▸ What to work on: Repeat exactly the lines below that lie between the line with "Target: black background" and the line with "in neon green", counting both of those lines as part of the answer.

Referring expression pointing data

· · · · · · ·

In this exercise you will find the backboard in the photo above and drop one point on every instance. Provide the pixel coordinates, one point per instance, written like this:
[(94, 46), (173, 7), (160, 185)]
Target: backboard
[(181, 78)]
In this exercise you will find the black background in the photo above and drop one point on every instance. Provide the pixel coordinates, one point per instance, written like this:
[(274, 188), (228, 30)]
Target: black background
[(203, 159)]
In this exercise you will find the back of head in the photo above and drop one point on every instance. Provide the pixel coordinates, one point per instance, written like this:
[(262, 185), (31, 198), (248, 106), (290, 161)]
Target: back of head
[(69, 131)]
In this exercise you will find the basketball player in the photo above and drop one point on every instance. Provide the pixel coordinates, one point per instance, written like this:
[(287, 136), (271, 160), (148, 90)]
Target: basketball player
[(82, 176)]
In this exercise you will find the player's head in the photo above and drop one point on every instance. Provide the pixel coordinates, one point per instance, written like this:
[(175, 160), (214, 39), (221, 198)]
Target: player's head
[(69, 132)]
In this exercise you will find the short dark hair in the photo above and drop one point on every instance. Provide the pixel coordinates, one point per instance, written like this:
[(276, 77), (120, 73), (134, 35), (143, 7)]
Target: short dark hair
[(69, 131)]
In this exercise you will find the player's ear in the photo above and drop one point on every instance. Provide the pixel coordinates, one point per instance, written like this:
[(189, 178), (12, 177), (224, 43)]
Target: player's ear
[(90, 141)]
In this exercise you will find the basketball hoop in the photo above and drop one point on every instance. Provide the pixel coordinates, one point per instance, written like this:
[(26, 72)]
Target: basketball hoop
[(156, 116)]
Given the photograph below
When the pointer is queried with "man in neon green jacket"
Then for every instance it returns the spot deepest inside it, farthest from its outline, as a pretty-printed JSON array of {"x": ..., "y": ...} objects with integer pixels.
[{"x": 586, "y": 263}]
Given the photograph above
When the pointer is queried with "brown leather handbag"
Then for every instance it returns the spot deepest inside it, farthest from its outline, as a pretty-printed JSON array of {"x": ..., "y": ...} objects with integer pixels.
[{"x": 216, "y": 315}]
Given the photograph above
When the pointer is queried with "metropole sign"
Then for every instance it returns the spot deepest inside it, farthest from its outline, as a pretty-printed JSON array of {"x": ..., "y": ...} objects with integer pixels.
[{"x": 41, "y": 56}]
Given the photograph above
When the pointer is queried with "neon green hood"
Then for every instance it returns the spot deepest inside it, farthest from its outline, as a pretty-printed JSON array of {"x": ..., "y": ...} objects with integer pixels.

· · · · · · ·

▸ Expected answer:
Target: black background
[(203, 159)]
In this exercise you will find the back of head in the photo above and drop one point on every instance. Provide the pixel coordinates, one point per instance, written like this:
[(262, 185), (31, 198), (248, 106), (290, 161)]
Target: back of head
[(69, 131)]
In this exercise you will find the basketball player in the photo above and drop one point on every instance. Provide the pixel coordinates, one point per instance, written like this:
[(287, 136), (271, 160), (148, 90)]
Target: basketball player
[(82, 176)]
In this exercise you will find the player's head in the photo above and drop one point on every instance. Provide the pixel coordinates, one point per instance, written like this:
[(175, 160), (214, 39), (221, 198)]
Target: player's head
[(69, 132)]
In this exercise you will find the short dark hair in the photo above and drop one point on every instance. Provide the pixel coordinates, one point per instance, written like this:
[(276, 77), (120, 73), (134, 35), (143, 7)]
Target: short dark hair
[(69, 131)]
In this exercise you will find the player's ear in the photo above and drop one point on every instance. Provide the pixel coordinates, one point per instance, written like this:
[(189, 178), (12, 177), (224, 43)]
Target: player's ear
[(90, 141)]
In this exercise you will find the basketball hoop in the photo above and drop one point on every instance. Provide the pixel coordinates, one point per instance, written like this:
[(26, 72)]
Target: basketball hoop
[(156, 116)]
Given the photograph below
When the pointer is queried with "man in neon green jacket"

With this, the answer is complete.